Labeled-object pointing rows
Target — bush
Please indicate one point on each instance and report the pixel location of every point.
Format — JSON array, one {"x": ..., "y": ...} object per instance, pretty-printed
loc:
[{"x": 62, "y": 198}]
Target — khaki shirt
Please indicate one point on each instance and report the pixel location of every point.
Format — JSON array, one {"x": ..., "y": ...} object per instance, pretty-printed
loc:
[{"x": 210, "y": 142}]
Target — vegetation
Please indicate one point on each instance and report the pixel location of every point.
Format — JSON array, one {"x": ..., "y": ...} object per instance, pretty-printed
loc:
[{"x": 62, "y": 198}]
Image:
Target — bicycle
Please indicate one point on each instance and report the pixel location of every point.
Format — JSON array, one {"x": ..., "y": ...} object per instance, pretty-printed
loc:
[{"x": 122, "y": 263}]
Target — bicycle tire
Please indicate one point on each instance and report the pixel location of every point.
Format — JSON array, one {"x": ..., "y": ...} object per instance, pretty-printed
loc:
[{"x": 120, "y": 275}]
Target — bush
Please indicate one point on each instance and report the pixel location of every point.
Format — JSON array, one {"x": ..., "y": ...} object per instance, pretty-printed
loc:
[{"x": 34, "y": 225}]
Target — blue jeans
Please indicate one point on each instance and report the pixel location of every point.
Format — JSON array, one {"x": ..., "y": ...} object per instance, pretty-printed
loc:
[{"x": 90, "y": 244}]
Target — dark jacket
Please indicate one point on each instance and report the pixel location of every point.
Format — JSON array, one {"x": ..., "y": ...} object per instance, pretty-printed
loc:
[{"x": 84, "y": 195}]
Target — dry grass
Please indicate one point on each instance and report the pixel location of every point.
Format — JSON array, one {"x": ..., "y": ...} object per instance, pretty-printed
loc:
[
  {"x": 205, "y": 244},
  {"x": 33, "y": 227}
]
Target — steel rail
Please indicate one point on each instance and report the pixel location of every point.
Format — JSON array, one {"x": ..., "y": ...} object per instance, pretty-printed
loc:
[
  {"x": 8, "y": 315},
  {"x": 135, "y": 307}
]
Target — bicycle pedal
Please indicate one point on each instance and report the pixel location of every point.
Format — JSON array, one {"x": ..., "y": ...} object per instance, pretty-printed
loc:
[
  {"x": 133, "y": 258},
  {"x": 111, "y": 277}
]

## WHAT YOU HAVE TO DO
Rewrite every row above, replacing "pixel location" with "coordinates" and leaving everything else unchanged.

## THE ANSWER
Target — bush
Please indicate one point on each instance and report the coordinates of every point.
Format — JSON array, one {"x": ..., "y": ...} object per instance, pretty-printed
loc:
[{"x": 62, "y": 198}]
Target — khaki shirt
Please indicate one point on each instance and report the coordinates of every point.
Format — JSON array, one {"x": ..., "y": ...} object per instance, pretty-printed
loc:
[{"x": 210, "y": 142}]
Target — vegetation
Please indicate one point on each instance and report the coordinates of every point.
Format — JSON array, one {"x": ..., "y": ...} object per instance, pretty-printed
loc:
[{"x": 62, "y": 198}]
Image:
Target — bicycle
Please indicate one point on each instance and report the coordinates of every point.
Format — JSON array, one {"x": ..., "y": ...} object per instance, pretty-printed
loc:
[{"x": 122, "y": 263}]
Target — bicycle tire
Please indicate one point on each instance and report the coordinates of every point.
Format — JSON array, one {"x": ..., "y": ...} object per instance, pretty-printed
loc:
[{"x": 120, "y": 275}]
Target — bush
Please indicate one point on each instance and report the coordinates of every point.
Format — JSON array, one {"x": ..., "y": ...} object per instance, pretty-printed
loc:
[{"x": 34, "y": 225}]
Target — blue jeans
Please indicate one point on each instance and report the coordinates of every point.
Format — JSON array, one {"x": ..., "y": ...} object per instance, pretty-printed
loc:
[{"x": 90, "y": 244}]
Target — dark jacket
Please indicate one point on each instance and report the coordinates of every point.
Format — JSON array, one {"x": ..., "y": ...} object per instance, pretty-printed
loc:
[{"x": 84, "y": 195}]
Target — dry grass
Please indicate one point on each instance and report the coordinates of every point.
Format — JSON array, one {"x": ..., "y": ...} object per instance, pretty-printed
loc:
[
  {"x": 205, "y": 244},
  {"x": 33, "y": 227}
]
Target — steel rail
Please indicate one point on each instance and report the coordinates of every point.
Format — JSON array, one {"x": ..., "y": ...} object per instance, pretty-printed
loc:
[
  {"x": 8, "y": 315},
  {"x": 135, "y": 307}
]
Target — bicycle pedal
Please indicate one point on each instance and report the coordinates of every point.
Format — JSON array, one {"x": ..., "y": ...} object per instance, pretty-printed
loc:
[
  {"x": 133, "y": 258},
  {"x": 111, "y": 277}
]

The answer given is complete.